In Praise of the Yandere

Content warning! I talk about mental health stuff in a general way and there’s some talk of relationship violence and abusive behaviour. You should bounce if you’re not here for that.


In the parlance primarily of anime culture, but also its related spaces, there is the idea of romantic character archetypes. I’ve talked about this in the past, about the idea that having common language to describe media archetypes serves to make conversations about media (and everything else) easier, and genre media, as this under-examined place  full of shorthand and signifiers, is no different. When you have terms for archetypes, it’s easy to identify them, bring them together, talk about them, and compare them. Then we can talk about these characters as a category, and that’s interesting and cool.

I think the one that’s most widely known, outside of weeb space, is the tsundere, the idea of a girl who alternates between being very angry and very loving. But, if you’re paying attention to gamer spaces, you probably have heard of the other big archetype, The Yandere.

__DATASET CONTENT__
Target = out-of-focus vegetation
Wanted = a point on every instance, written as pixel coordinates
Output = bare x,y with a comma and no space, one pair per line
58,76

__WHAT YOU WILL DO__
• A. Can you change "archetypes" to "tropes" in the yandere essay from "In the parlance" up to and including "interesting and cool." and give that passage back?
• B. Could you carry the yandere essay on from its last sentence?
The material above stands apart from the yandere essay.

__RESULTS OF THE EXERCISE__
• A.
In the parlance primarily of anime culture, but also its related spaces, there is the idea of romantic character tropes. I’ve talked about this in the past, about the idea that having common language to describe media tropes serves to make conversations about media (and everything else) easier, and genre media, as this under-examined place  full of shorthand and signifiers, is no different. When you have terms for tropes, it’s easy to identify them, bring them together, talk about them, and compare them. Then we can talk about these characters as a category, and that’s interesting and cool.

• B.
What is a yandere? The term, literally, ヤンデレ, derives from the Japanese terms yanderu (病んでいる) and deredere (デレデレ). The deredere is the same term you see in tsundere, and it’s that same root for, basically, soft, loving feelings. The sound effect is kinda childish, kinda schmoozy. The first term, though, yanderu, is ‘to be sick.’ Now, there’s someone I know reading this and they’re about to correct me technically, but yes, I get it, I’m not being as detailed with the tenses as I could be. Moving on.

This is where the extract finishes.